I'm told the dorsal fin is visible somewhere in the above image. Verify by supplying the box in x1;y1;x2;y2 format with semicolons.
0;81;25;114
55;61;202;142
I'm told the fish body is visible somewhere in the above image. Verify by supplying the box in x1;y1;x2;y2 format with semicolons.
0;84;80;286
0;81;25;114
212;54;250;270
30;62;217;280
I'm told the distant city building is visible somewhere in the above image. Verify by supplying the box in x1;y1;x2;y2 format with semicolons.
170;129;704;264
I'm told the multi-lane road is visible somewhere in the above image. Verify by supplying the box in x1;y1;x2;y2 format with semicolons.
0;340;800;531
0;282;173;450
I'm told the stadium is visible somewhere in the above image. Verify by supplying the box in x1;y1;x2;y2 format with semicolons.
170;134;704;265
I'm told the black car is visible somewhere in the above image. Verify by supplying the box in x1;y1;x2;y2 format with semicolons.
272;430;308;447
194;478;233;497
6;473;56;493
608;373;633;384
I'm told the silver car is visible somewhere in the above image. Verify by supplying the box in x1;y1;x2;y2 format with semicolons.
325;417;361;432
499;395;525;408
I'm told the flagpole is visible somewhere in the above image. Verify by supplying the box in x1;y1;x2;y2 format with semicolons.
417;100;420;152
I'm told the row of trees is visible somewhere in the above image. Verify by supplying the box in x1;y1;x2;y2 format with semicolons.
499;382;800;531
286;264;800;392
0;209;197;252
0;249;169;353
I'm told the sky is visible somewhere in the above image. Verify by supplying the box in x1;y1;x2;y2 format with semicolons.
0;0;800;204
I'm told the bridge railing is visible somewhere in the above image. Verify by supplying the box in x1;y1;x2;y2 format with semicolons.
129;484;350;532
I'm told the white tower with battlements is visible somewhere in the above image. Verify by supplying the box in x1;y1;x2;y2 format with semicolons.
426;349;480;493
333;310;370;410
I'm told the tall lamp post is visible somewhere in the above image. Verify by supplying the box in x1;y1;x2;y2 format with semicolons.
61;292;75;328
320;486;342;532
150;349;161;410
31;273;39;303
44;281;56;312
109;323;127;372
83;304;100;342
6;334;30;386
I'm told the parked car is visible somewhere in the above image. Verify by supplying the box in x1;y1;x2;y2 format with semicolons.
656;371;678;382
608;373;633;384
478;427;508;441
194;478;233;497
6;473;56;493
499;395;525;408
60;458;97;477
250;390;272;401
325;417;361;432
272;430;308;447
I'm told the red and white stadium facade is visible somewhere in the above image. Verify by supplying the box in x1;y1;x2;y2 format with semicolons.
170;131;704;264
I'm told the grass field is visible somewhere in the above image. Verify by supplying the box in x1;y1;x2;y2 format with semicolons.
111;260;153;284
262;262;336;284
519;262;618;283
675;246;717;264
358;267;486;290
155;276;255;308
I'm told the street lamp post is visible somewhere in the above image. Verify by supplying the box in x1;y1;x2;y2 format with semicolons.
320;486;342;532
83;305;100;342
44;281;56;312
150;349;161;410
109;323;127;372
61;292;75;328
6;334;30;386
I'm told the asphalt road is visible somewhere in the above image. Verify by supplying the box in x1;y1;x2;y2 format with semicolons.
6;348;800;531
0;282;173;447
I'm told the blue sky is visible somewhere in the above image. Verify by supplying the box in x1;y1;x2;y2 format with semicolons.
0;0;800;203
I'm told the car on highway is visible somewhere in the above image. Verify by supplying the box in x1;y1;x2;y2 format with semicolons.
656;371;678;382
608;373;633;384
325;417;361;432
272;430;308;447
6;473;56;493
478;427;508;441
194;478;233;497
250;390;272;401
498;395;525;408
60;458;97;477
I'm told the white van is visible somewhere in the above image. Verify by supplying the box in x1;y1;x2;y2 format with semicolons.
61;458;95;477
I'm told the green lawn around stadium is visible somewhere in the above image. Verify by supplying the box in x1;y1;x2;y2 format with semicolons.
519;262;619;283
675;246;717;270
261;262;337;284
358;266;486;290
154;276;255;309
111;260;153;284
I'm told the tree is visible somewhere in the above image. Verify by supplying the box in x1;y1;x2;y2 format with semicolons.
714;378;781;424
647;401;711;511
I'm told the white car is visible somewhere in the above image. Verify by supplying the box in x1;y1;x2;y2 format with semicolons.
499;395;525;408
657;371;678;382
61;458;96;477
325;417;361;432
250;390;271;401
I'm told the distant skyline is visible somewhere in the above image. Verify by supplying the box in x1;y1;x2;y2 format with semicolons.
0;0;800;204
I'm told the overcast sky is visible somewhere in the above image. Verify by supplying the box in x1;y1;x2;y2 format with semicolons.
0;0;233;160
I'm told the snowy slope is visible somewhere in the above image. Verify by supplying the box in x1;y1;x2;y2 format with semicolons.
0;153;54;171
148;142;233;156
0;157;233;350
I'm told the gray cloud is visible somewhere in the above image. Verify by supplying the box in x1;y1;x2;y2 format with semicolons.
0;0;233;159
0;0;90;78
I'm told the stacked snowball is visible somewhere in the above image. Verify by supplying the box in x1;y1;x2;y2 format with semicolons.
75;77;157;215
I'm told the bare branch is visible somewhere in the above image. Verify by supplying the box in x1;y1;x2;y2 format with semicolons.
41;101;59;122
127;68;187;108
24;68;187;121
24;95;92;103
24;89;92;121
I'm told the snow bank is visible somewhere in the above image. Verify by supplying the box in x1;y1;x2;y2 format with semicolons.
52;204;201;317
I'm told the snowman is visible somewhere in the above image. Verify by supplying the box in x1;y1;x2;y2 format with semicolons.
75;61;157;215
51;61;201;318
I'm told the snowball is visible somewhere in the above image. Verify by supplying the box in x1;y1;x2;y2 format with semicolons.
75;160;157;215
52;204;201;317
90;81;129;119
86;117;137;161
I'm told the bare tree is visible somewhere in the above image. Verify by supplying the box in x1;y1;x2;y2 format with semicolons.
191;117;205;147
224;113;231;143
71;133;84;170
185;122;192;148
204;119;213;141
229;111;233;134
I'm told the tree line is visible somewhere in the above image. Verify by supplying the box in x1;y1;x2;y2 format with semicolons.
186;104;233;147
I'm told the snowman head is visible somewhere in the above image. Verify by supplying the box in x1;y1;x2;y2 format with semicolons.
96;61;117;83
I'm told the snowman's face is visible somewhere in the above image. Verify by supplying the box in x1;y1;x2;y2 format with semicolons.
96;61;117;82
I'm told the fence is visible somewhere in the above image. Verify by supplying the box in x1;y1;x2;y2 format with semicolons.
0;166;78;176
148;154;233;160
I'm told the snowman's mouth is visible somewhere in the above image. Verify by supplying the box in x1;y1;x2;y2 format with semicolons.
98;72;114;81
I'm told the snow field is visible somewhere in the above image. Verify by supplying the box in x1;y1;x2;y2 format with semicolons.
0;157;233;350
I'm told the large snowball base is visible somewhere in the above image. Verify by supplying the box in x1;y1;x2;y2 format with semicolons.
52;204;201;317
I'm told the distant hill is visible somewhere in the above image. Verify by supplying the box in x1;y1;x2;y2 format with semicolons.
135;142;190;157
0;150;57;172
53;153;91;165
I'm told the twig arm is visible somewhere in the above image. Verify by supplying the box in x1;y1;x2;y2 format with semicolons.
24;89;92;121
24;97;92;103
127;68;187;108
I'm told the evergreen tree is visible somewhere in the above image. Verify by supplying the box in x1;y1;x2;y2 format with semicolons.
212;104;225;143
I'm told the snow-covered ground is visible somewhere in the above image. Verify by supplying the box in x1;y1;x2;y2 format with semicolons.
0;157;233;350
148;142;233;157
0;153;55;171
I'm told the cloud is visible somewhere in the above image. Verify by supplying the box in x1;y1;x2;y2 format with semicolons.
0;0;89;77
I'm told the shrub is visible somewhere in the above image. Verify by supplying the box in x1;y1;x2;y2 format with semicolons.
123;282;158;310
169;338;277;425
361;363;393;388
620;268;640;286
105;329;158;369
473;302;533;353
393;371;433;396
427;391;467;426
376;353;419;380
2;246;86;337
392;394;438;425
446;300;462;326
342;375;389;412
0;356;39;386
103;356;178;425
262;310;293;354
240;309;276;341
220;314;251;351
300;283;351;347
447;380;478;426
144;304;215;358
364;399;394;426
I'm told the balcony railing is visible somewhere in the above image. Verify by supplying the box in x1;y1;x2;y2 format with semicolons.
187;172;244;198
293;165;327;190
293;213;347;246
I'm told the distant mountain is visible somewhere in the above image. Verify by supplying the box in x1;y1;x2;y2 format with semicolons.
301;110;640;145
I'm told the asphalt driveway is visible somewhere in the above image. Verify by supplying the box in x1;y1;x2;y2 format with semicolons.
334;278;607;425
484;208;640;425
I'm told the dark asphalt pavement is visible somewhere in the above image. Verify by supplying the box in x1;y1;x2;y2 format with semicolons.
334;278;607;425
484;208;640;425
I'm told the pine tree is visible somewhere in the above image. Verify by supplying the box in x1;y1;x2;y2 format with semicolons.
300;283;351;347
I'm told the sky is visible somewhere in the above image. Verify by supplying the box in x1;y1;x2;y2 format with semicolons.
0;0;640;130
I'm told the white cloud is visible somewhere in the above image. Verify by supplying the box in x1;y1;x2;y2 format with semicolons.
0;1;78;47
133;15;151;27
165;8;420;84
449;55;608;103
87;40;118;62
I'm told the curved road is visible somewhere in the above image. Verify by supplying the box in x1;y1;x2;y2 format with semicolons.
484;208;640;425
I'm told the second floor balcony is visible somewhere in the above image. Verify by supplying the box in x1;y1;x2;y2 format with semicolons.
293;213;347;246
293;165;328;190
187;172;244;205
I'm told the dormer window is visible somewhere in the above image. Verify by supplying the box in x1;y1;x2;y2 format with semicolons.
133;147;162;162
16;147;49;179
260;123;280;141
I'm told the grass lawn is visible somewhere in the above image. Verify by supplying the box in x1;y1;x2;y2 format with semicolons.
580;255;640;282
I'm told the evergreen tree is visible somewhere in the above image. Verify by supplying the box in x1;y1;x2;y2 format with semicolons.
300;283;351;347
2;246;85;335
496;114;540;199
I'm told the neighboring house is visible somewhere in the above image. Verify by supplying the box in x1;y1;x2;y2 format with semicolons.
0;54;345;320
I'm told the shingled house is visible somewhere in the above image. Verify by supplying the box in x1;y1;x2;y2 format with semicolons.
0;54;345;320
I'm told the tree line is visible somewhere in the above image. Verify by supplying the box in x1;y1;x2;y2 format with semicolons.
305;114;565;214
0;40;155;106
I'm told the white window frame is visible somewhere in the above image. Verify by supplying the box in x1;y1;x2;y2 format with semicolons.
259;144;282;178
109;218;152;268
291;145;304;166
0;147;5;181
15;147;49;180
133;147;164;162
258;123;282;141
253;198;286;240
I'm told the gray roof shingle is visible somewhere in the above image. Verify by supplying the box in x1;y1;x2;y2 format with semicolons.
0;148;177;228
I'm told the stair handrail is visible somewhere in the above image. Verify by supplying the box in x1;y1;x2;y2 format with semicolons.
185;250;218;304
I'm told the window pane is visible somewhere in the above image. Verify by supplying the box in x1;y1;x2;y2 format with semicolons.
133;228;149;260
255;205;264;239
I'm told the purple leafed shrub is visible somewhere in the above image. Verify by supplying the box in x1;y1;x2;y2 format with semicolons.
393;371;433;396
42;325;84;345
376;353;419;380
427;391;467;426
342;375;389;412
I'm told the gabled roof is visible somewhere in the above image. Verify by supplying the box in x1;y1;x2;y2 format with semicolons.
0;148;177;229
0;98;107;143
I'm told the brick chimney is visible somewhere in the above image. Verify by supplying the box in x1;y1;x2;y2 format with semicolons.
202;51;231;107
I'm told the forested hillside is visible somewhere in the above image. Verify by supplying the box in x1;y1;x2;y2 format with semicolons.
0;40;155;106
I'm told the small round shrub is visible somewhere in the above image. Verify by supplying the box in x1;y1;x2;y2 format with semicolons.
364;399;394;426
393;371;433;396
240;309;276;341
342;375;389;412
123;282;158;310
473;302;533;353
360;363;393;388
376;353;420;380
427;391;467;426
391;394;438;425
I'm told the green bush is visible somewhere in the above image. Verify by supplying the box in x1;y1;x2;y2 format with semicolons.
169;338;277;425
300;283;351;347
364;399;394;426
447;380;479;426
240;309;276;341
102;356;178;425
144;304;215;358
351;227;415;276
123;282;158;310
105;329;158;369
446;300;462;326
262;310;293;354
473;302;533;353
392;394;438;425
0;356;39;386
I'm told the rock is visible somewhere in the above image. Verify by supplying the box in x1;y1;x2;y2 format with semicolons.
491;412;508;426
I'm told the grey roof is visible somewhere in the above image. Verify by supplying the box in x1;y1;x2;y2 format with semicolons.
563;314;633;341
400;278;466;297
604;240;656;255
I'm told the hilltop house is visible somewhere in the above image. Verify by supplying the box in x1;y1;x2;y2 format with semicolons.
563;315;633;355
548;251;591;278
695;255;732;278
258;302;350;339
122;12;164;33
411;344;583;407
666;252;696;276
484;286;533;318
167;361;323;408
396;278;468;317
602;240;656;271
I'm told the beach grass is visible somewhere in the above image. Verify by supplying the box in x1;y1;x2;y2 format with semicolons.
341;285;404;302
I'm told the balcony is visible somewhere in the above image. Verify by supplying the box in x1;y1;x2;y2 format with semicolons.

☆ ☆ ☆

Problem requirements:
Could you add 53 to every bounding-box coordinate in the part of the records that runs from the very first line through the line containing "0;282;173;450", both ends included, and write out every line of that part again, including the lines that have no coordinates?

The output:
I'm told the dorsal fin is visible somewhere in the above image. Verify by supplying the box in x1;y1;x2;y2 format with semicolons.
53;134;78;167
108;114;255;195
I'm told the fish body is visible somewhere in the above image. Verify by supplying the box in x1;y1;x2;y2 format with semicolons.
53;137;133;339
53;134;78;167
265;107;303;323
83;115;270;333
I'm told the distant city building is visible somewhere in the above image. Verify by supplying the box in x1;y1;x2;y2 format with semicolons.
223;182;757;317
I'm told the multi-lane road is visible somewhere in the above image. Verify by supplying the box in x1;y1;x2;y2 format with semicolons.
53;393;853;584
53;335;226;503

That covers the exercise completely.